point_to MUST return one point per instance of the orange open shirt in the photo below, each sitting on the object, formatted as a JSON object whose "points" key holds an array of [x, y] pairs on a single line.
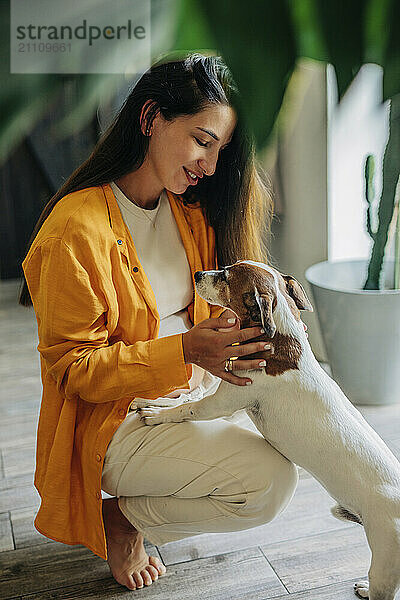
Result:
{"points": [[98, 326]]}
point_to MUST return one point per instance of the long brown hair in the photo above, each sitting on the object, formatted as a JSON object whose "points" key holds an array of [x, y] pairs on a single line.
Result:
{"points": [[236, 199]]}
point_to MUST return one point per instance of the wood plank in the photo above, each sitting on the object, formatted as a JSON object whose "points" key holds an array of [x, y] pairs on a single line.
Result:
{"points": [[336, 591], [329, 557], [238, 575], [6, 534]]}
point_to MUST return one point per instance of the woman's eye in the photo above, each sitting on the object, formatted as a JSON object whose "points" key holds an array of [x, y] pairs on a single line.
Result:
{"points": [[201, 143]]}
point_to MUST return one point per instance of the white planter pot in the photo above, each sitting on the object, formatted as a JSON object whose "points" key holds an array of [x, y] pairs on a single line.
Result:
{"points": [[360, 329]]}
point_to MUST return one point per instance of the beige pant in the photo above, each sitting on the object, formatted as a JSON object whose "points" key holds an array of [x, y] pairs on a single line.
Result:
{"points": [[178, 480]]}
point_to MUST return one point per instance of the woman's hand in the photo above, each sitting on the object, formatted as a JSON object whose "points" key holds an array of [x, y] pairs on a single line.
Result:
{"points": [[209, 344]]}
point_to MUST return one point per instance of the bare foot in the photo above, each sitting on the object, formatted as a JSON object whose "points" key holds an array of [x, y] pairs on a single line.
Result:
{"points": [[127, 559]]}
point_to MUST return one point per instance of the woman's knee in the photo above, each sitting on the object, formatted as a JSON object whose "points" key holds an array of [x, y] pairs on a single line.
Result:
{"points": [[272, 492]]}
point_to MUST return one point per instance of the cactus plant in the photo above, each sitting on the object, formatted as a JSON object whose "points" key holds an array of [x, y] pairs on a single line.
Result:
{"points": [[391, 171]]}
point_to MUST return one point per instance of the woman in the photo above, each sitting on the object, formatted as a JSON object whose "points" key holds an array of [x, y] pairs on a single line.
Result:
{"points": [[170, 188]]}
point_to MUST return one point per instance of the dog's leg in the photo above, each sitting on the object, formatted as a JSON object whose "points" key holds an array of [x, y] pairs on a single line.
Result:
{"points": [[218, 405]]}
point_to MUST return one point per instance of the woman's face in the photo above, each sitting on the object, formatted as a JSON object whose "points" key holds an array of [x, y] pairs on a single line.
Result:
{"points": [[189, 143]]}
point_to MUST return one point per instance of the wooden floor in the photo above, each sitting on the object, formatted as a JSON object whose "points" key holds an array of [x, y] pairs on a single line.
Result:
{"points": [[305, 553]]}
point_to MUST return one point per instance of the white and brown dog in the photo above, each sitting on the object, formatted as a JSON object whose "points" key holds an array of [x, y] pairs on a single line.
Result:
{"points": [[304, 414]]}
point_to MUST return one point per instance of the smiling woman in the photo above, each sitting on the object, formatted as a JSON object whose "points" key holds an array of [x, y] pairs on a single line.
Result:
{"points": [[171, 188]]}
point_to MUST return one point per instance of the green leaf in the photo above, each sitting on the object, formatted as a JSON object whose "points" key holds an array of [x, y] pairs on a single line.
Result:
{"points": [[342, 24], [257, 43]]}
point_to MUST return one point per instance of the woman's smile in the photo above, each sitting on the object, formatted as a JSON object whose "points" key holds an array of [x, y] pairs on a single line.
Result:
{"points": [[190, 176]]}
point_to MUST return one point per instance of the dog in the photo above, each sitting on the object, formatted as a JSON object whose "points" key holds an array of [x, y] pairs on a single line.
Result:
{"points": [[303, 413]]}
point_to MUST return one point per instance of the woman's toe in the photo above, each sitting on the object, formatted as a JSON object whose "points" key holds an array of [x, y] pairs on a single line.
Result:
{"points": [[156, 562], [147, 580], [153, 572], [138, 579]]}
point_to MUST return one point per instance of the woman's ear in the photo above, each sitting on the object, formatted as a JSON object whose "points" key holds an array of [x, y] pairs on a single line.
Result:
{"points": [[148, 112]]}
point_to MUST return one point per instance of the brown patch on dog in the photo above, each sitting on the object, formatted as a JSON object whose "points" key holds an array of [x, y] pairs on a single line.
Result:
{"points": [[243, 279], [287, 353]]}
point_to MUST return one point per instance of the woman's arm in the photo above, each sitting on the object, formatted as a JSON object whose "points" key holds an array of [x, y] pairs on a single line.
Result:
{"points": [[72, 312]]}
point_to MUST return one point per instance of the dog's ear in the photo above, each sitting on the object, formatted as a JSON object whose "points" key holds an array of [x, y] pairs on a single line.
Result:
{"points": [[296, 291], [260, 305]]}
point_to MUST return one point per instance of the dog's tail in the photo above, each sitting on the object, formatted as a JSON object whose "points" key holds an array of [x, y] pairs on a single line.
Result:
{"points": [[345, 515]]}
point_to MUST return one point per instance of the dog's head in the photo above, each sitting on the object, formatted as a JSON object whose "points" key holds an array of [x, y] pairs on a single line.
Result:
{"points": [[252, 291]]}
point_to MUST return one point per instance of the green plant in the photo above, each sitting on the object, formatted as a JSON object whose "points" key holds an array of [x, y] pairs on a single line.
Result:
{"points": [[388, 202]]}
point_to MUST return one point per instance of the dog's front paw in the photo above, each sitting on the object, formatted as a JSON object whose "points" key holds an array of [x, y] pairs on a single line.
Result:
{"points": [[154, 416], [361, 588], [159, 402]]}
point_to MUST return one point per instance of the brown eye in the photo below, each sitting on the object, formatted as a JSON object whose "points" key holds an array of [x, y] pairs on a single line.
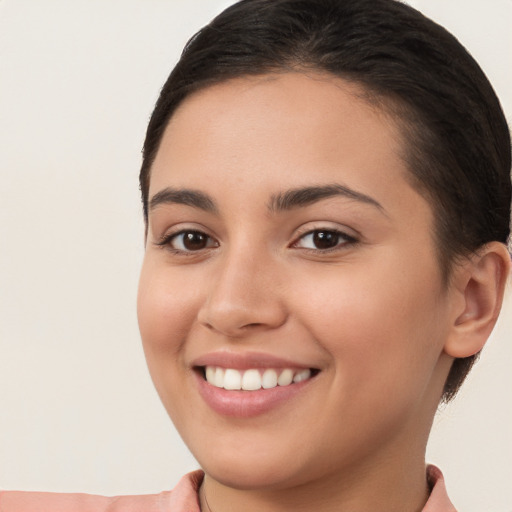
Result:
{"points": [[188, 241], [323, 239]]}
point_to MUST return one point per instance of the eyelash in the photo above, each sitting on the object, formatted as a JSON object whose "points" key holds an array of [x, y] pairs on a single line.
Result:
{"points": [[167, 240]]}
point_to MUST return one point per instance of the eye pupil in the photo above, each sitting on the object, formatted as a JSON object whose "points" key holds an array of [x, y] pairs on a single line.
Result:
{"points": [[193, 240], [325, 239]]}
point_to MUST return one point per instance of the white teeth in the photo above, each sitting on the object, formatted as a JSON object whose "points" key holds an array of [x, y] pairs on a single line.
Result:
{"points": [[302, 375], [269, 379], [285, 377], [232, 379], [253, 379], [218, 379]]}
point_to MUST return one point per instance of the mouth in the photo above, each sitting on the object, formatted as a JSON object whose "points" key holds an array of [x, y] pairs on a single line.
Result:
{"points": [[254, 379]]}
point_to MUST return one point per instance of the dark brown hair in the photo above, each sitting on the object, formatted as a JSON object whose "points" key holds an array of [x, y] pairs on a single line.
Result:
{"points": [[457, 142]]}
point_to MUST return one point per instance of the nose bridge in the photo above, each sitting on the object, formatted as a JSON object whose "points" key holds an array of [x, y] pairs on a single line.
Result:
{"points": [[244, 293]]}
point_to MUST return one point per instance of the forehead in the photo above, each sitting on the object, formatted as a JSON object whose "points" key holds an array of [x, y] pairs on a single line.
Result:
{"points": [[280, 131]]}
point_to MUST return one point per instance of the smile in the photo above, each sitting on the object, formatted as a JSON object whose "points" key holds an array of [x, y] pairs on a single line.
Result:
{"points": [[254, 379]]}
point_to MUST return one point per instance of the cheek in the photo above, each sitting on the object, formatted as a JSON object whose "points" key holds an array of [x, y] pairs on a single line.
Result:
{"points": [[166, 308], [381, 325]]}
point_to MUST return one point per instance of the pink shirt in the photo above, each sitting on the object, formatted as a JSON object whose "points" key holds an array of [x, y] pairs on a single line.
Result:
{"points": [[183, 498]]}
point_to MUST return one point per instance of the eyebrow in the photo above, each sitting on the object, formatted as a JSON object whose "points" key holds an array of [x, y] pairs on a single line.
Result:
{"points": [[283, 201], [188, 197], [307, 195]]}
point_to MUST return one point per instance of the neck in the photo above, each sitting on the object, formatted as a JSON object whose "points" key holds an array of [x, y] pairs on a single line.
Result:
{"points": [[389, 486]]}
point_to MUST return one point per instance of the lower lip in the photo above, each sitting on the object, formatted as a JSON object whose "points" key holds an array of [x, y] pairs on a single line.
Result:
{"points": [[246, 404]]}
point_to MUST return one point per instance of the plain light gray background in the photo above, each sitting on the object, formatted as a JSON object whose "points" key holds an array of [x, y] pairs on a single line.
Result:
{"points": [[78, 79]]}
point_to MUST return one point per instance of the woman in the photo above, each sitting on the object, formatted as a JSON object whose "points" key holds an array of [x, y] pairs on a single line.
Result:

◆ **Problem statement**
Starting with the line that contains "point_to MUST return one point per instance of the neck", write out each line through the end of the listing, exactly as it appears, and include nothing else.

◆ **Correct output**
point_to MUST return one point per instance of the neck in the photo above, each sitting on the object, formatted as a JSON object whose "points" key holds an array of [x, y] pairs on a single line.
Result:
{"points": [[389, 486]]}
point_to MUST return one point per instance of the lower lip in the photo above, each sitting on the object, formatted as a JSON object whose "points" key holds an array of [x, y] pairs on a single line.
Result:
{"points": [[246, 404]]}
point_to MUST return one point per instance of the plain light gray background in the photo above, each sitting on the object, formatted as a JSON object whose "points" key holds an array of [x, y] pairs on a single line.
Result:
{"points": [[78, 79]]}
point_to MUST return one point per instance of the woman in the photo above, each sitting on the object, formatted as a JSON object whose "points" key holds an array of [x, y] pairs on a single line.
Result:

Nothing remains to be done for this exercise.